>>>>

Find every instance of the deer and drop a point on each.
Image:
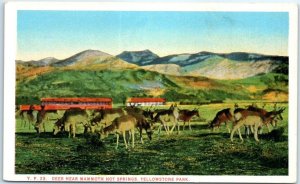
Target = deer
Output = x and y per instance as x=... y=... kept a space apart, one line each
x=70 y=119
x=252 y=120
x=170 y=115
x=105 y=118
x=187 y=115
x=223 y=116
x=120 y=125
x=241 y=113
x=27 y=116
x=41 y=115
x=142 y=124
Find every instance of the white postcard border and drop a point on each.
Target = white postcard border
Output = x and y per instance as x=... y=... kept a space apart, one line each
x=10 y=42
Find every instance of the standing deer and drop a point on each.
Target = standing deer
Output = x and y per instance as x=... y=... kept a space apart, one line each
x=223 y=116
x=121 y=125
x=170 y=115
x=70 y=119
x=187 y=115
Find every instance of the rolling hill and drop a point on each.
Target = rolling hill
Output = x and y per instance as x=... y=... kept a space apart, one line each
x=207 y=77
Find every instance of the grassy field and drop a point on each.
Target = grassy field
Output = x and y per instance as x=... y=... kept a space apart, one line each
x=196 y=152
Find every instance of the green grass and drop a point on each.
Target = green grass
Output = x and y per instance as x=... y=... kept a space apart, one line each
x=121 y=84
x=196 y=152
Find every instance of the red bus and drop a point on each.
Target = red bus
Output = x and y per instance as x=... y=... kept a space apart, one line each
x=67 y=103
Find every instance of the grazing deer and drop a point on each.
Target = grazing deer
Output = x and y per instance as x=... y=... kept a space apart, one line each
x=41 y=115
x=223 y=116
x=170 y=115
x=251 y=110
x=187 y=115
x=27 y=116
x=70 y=119
x=252 y=120
x=120 y=125
x=105 y=118
x=142 y=123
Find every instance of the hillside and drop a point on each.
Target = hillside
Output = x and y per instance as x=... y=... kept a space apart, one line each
x=138 y=57
x=205 y=77
x=121 y=84
x=235 y=65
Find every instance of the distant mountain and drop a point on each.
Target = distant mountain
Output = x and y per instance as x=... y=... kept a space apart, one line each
x=237 y=65
x=170 y=69
x=221 y=68
x=190 y=59
x=42 y=62
x=138 y=57
x=84 y=57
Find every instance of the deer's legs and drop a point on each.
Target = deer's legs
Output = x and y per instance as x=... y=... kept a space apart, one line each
x=132 y=132
x=236 y=127
x=117 y=141
x=255 y=132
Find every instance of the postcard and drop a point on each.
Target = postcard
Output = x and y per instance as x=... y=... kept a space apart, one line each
x=150 y=92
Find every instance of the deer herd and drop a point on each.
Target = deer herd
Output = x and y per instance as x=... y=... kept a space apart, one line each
x=125 y=121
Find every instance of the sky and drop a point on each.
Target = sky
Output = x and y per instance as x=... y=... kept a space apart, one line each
x=61 y=34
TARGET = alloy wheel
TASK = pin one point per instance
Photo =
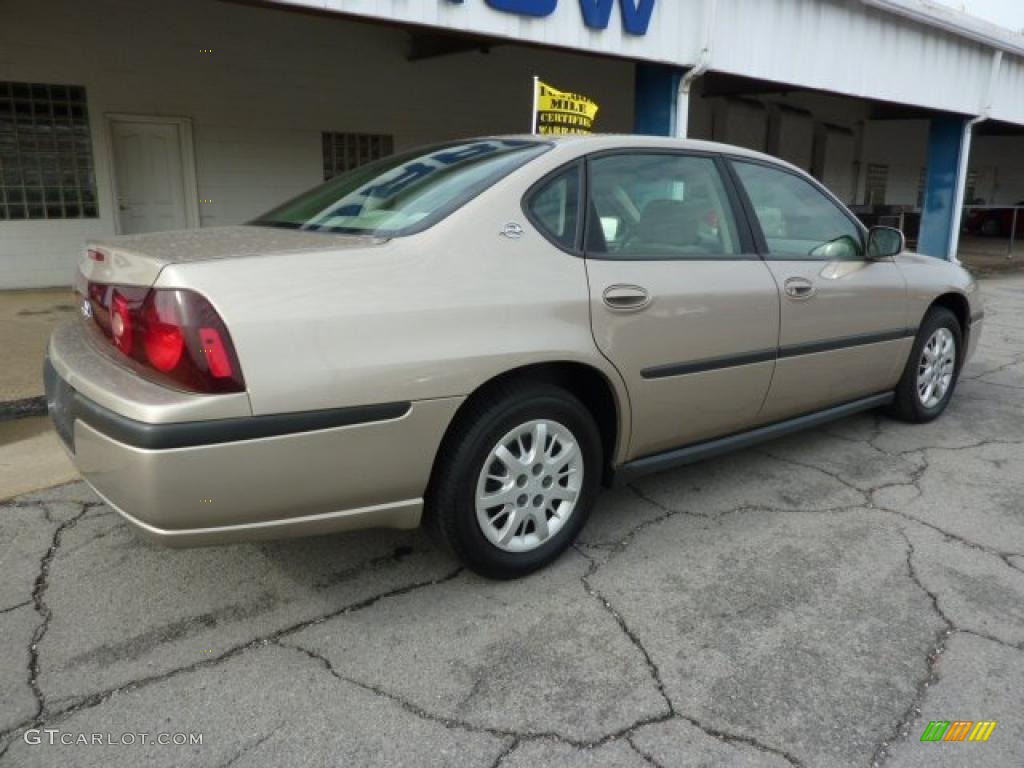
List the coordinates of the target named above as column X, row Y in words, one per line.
column 936, row 368
column 528, row 486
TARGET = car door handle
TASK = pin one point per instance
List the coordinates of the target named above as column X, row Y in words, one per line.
column 625, row 298
column 799, row 288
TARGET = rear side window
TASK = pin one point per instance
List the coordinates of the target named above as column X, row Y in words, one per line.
column 798, row 220
column 554, row 207
column 647, row 206
column 403, row 194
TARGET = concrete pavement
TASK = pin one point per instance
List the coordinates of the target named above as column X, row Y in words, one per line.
column 814, row 601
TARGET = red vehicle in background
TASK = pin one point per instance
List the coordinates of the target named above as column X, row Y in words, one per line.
column 995, row 222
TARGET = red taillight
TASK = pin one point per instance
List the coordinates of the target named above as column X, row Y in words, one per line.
column 175, row 335
column 163, row 338
column 122, row 326
column 216, row 354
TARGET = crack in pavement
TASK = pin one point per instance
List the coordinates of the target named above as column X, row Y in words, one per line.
column 911, row 713
column 513, row 745
column 646, row 757
column 255, row 744
column 94, row 699
column 38, row 591
column 655, row 673
column 652, row 670
column 15, row 606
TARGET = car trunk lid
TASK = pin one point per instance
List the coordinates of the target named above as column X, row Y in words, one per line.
column 138, row 259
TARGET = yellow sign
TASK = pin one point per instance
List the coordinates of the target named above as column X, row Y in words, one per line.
column 558, row 112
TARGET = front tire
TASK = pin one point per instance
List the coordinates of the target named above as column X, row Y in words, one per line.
column 931, row 373
column 516, row 479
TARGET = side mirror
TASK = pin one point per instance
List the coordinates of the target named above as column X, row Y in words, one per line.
column 885, row 242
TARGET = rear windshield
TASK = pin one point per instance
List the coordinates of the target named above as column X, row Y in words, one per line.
column 403, row 194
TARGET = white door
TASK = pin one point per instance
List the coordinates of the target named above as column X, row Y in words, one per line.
column 150, row 175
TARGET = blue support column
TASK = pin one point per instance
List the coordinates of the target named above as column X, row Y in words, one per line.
column 654, row 102
column 938, row 217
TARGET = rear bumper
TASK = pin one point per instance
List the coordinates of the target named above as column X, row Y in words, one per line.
column 213, row 481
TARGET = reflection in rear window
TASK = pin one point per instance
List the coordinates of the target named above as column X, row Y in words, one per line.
column 407, row 193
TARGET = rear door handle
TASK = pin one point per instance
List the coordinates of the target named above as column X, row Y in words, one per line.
column 799, row 288
column 625, row 298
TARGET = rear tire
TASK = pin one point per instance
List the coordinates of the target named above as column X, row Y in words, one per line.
column 504, row 504
column 932, row 370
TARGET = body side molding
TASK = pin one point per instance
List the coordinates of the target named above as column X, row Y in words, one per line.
column 708, row 449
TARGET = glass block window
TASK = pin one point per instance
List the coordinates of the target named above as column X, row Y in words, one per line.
column 878, row 182
column 342, row 152
column 46, row 169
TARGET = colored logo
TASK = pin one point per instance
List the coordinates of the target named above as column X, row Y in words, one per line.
column 958, row 730
column 635, row 13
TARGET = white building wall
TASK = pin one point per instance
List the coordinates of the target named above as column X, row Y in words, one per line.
column 998, row 165
column 842, row 46
column 258, row 102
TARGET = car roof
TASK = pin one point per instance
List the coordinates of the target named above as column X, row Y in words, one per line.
column 601, row 141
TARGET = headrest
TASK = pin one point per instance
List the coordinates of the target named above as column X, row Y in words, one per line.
column 670, row 222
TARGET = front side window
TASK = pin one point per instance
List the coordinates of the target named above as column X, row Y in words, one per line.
column 798, row 220
column 658, row 206
column 403, row 194
column 555, row 207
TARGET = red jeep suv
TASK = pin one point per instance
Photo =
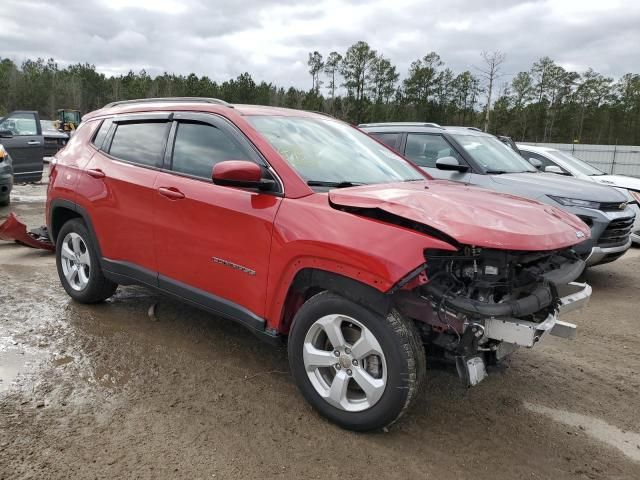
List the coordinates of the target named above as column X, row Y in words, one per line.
column 304, row 228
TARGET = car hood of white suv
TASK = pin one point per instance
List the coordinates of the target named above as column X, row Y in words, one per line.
column 618, row 181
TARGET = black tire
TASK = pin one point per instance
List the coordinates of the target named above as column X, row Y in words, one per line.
column 402, row 348
column 98, row 287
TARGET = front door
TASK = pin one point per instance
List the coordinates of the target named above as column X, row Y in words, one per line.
column 212, row 242
column 425, row 149
column 21, row 135
column 119, row 182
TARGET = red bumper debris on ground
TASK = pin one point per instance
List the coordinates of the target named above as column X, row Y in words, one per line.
column 14, row 229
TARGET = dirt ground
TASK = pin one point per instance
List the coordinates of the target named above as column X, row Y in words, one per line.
column 107, row 391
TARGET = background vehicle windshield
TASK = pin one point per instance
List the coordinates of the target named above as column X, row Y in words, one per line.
column 574, row 163
column 326, row 150
column 493, row 155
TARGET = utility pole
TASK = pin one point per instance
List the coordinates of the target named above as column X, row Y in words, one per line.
column 491, row 72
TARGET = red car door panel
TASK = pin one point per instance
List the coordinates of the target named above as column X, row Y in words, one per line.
column 120, row 188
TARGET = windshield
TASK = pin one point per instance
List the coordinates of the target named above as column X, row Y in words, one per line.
column 332, row 152
column 574, row 163
column 493, row 155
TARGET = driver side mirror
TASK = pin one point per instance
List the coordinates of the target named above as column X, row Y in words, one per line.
column 451, row 164
column 240, row 173
column 535, row 162
column 554, row 169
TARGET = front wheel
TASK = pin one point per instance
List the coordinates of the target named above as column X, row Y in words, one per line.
column 79, row 266
column 359, row 369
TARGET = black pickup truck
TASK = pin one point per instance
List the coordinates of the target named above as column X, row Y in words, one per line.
column 21, row 136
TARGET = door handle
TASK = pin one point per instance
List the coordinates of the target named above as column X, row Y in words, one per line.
column 171, row 193
column 96, row 173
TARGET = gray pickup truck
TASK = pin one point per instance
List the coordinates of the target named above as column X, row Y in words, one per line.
column 470, row 156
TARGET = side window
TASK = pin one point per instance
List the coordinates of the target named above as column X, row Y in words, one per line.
column 424, row 150
column 20, row 124
column 389, row 139
column 140, row 142
column 101, row 134
column 198, row 147
column 546, row 162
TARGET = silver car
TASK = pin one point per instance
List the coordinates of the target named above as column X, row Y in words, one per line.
column 469, row 156
column 552, row 160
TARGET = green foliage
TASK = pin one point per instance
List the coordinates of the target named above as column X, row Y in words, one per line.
column 546, row 103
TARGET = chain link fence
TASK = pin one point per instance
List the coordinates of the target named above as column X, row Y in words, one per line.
column 613, row 159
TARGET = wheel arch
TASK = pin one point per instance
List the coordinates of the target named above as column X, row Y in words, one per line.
column 309, row 281
column 61, row 211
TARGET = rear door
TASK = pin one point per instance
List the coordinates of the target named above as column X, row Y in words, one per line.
column 425, row 149
column 212, row 242
column 21, row 135
column 119, row 182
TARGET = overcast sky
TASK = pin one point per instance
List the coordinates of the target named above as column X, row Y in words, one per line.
column 271, row 38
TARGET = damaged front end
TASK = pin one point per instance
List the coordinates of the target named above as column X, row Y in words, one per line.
column 477, row 305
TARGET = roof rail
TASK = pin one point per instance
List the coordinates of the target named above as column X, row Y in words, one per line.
column 402, row 124
column 216, row 101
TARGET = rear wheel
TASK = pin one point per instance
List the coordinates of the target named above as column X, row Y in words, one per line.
column 359, row 369
column 79, row 266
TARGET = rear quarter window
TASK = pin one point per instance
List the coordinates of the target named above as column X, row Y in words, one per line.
column 389, row 139
column 101, row 134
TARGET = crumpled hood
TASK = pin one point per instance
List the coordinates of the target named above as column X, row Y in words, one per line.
column 470, row 215
column 540, row 184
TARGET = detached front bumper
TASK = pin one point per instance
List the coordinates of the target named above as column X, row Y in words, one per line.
column 514, row 333
column 526, row 334
column 600, row 255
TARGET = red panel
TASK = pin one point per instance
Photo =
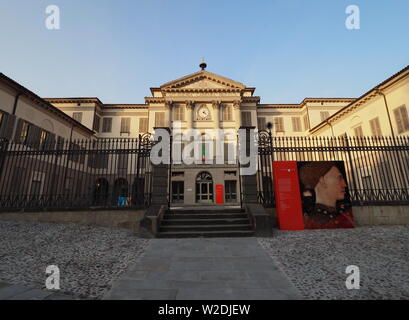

<<<<

**To be done**
Swap "deer herd" for "herd of deer" in the stretch of rows from the line containing "Find every instance of the postcard" through the line containing "x=125 y=121". Reproduce only those lines, leaving everything else unchanged.

**Result**
Find every instance of the postcard and drop a point on each.
Target = postcard
Output = x and y per instance as x=... y=... kept a space apart, one line each
x=150 y=92
Find every instance of the herd of deer and drop a point on each.
Target = herd of deer
Output = x and y per instance as x=... y=... kept a space apart, one line each
x=125 y=121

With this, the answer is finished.